# [Exercise aim]
From the data below, restate every line word for word.

Natural language region descriptions:
-*-

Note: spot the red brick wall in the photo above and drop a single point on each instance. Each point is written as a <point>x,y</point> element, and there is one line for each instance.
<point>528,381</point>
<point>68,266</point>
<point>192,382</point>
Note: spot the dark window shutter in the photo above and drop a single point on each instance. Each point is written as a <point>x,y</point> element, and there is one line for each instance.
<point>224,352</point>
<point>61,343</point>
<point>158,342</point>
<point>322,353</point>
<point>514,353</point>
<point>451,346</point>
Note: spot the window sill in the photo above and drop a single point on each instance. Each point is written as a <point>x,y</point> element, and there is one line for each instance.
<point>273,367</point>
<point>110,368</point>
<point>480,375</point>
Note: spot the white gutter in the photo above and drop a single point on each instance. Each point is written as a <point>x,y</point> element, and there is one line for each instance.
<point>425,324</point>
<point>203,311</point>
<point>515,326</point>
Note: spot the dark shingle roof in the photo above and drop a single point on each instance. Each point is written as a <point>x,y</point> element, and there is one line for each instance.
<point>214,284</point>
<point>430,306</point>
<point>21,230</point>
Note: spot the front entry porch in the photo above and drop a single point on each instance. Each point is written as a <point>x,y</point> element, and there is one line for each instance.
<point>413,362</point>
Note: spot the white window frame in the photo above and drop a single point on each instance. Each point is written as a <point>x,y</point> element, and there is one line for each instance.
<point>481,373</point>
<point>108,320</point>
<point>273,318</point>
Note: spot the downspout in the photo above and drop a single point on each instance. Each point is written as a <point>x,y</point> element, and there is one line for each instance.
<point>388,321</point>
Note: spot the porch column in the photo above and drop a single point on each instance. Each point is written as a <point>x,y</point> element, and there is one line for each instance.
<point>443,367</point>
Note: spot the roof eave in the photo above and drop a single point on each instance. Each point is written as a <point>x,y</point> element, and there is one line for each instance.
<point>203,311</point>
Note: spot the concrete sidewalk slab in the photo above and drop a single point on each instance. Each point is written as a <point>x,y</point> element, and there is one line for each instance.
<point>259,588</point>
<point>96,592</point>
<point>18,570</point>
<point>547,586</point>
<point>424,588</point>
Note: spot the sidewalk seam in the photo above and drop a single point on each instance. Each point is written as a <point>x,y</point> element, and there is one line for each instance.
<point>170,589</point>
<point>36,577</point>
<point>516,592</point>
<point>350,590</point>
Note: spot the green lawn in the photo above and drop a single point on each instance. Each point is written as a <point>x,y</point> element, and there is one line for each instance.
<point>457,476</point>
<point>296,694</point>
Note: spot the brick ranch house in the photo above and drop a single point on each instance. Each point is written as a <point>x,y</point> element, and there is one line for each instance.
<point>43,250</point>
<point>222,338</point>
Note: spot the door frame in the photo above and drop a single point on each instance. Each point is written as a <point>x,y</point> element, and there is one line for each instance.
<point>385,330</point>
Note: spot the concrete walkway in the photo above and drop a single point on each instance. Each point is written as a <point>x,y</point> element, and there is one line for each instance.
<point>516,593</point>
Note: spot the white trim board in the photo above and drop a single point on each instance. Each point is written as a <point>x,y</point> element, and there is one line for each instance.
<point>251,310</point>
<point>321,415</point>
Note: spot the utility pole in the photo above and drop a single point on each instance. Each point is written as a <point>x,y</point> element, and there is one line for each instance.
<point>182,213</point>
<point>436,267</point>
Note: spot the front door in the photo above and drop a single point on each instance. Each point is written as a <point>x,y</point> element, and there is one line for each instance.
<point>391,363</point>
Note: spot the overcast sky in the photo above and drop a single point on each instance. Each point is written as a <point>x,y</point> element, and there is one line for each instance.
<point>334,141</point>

-*-

# [Expected output]
Note: spot the red brick wall in the photo above and drop a single point on each instance. Each point is written as a <point>x,y</point> element, and there is one line for each instance.
<point>528,381</point>
<point>68,266</point>
<point>192,382</point>
Note: spot the dark window shutter in the photo above and drop a single point on each instance. Each point is written as a <point>x,y</point> element, and there is one line for each instance.
<point>224,352</point>
<point>61,343</point>
<point>158,342</point>
<point>322,353</point>
<point>514,353</point>
<point>451,346</point>
Note: spot the window sill in the photo above and drop a single point on each instance. Each point is written as a <point>x,y</point> element, and there is one line for each instance.
<point>273,367</point>
<point>110,368</point>
<point>480,375</point>
Note: spot the white gutter in the photo above and drop a single point on each instance. Each point is written as a <point>x,y</point> element, and there is one line for each instance.
<point>425,324</point>
<point>203,311</point>
<point>515,326</point>
Note: spot the dark shingle roof in the photo above and drop a single point on each instance. Each point is written as a <point>x,y</point> element, and there is one line for each instance.
<point>214,284</point>
<point>430,306</point>
<point>21,230</point>
Note: spot the front entry porch in the photo above and drop a single point on each instance. Each point is written as a <point>x,y</point> element, and there is one line for each instance.
<point>413,362</point>
Note: spot the white window frame in the photo above and drop a single point on each instance. Each point is written as a <point>x,y</point> element, and there is one line for each instance.
<point>481,373</point>
<point>108,320</point>
<point>273,318</point>
Note: spot the downspout in the photo above and drop a single point on each instance. Each point is written as a <point>x,y</point> element, and there is one line for each instance.
<point>388,321</point>
Note: spot the porch column in the photo above and drop a single point on each instance. Each point is written as a <point>x,y</point> element, and there is one line for each instance.
<point>443,367</point>
Note: spot the roof eave in the photo above and drop a single point on each instance. Each point is written as a <point>x,y</point> element, and there is one line for each instance.
<point>203,311</point>
Note: spot the concrete sidewalk slab in the photo above and drop a single point on each instance. Each point is written as a <point>x,y</point> element, and there is one line for each instance.
<point>259,588</point>
<point>96,592</point>
<point>18,570</point>
<point>547,586</point>
<point>424,588</point>
Note: spot the sidewalk seam in the photo above and drop a single point on each instance. Each point is written as a <point>x,y</point> element, and there is one line for each instance.
<point>170,589</point>
<point>36,577</point>
<point>516,592</point>
<point>350,590</point>
Note: spot the green lawn in the photo above and drop a single point on each instance. Each point is written as a <point>x,y</point> element, and there is one line for each instance.
<point>457,476</point>
<point>296,694</point>
Note: spot the brick ranch house in the photo above and drop a single point on each instance. Each point is written as a <point>x,y</point> element, and there is one line for each instance.
<point>43,250</point>
<point>222,338</point>
Note: spot the door frame in the photo above and drop a single point on each instance. Each point is written as a <point>x,y</point> element, and there is one line for each instance.
<point>385,330</point>
Note: spot the concrete walkway in the photo above and drop a single point on each instance. Each point is written as a <point>x,y</point> element, and there is one line for each instance.
<point>516,593</point>
Note: spot the white trim board in the photo above and drop a single point on each instance. Each point is written as a <point>x,y</point> element, and there is one line for each instance.
<point>251,310</point>
<point>321,415</point>
Note: spot the utility pole in the photo above and drop a single point on each instance. Each point is written as a <point>x,y</point> element, and there is one line for each instance.
<point>182,213</point>
<point>436,267</point>
Note: spot the front door in the photo above and drop a single point on each instance. Each point is written as a <point>x,y</point> element, and there is one line for each instance.
<point>391,363</point>
Note: spot the overcast sky in the photo above and drop a single point on each instance. Each point is written as a <point>x,y</point> element, and there is one line for each instance.
<point>334,141</point>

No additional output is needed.